点アノテーションセットの項目:
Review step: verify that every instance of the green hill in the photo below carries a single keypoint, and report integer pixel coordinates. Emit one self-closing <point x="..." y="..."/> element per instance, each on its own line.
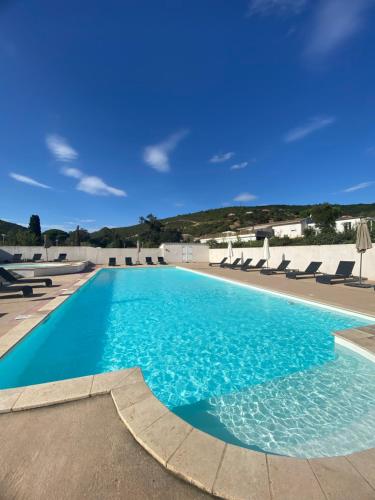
<point x="196" y="224"/>
<point x="225" y="219"/>
<point x="8" y="227"/>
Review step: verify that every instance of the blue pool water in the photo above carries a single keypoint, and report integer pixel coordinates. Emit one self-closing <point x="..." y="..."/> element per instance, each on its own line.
<point x="252" y="368"/>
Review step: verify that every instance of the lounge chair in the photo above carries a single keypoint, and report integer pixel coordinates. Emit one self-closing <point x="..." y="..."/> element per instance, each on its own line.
<point x="343" y="273"/>
<point x="281" y="269"/>
<point x="243" y="265"/>
<point x="310" y="271"/>
<point x="61" y="257"/>
<point x="234" y="263"/>
<point x="27" y="291"/>
<point x="15" y="278"/>
<point x="220" y="264"/>
<point x="257" y="266"/>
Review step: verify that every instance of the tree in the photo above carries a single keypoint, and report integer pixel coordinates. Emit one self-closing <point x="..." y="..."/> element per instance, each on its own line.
<point x="34" y="227"/>
<point x="56" y="236"/>
<point x="117" y="241"/>
<point x="151" y="231"/>
<point x="324" y="216"/>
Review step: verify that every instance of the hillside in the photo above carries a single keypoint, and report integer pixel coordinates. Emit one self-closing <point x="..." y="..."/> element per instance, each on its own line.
<point x="224" y="219"/>
<point x="197" y="224"/>
<point x="8" y="227"/>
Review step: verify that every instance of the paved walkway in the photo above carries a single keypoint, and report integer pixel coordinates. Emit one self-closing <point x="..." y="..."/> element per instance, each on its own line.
<point x="356" y="299"/>
<point x="80" y="450"/>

● 問題
「Review step: verify that every instance of the paved」を含む行から始めて最後の行まで、指示の行も含めてすべて書き写せ。その際、解答にある座標の数値はどれも134を足してずらすこと。

● 解答
Review step: verify that every instance of the paved walkway in the photo above carries a single keypoint, and report integer pixel coordinates. Emit one self-closing <point x="..." y="..."/> element per instance, each on its own line.
<point x="490" y="433"/>
<point x="214" y="584"/>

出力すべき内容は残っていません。